-- begin SUPPLIED DATA --

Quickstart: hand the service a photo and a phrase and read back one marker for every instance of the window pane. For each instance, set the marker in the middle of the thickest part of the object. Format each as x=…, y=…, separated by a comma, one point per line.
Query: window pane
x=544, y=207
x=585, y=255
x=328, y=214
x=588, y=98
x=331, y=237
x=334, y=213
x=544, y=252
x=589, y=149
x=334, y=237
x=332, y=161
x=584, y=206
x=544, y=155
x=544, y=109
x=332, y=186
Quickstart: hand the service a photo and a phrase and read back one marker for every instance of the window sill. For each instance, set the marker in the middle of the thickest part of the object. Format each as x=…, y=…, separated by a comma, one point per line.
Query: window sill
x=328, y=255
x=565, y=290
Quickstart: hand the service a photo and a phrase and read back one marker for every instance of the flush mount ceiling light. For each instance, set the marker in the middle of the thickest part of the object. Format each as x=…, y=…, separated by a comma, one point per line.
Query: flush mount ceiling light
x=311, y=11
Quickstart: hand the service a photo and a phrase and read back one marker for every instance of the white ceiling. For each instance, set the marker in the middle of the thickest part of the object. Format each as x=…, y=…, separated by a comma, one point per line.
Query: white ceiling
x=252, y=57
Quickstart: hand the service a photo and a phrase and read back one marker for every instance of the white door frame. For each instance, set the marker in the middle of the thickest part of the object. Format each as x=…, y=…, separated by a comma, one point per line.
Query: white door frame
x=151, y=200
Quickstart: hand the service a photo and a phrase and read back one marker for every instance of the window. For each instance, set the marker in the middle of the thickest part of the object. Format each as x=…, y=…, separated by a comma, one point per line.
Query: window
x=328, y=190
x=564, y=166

-- end SUPPLIED DATA --

■ **SHORT TASK**:
Rewrite the entries from the beginning up to and including the line with "Query: window pane", changing "marker" to "pin" and leaving everything else as it is.

■ **TASK RESULT**:
Quickstart: hand the service a photo and a phrase and read back one pin for every instance of the window pane. For each instance, set the pin in the middle of the thickest part of the object. Format each as x=…, y=…, separated by a comma, one point per line.
Query: window pane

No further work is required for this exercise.